Content starts

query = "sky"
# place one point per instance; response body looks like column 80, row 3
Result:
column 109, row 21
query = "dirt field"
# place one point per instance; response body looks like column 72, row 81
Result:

Content ends

> _WHAT YOU WILL DO_
From the data above, gather every line that includes the word "point".

> _PROBLEM SOLUTION_
# place one point per instance; response body looks like column 80, row 3
# place one point per instance; response body looks like column 72, row 81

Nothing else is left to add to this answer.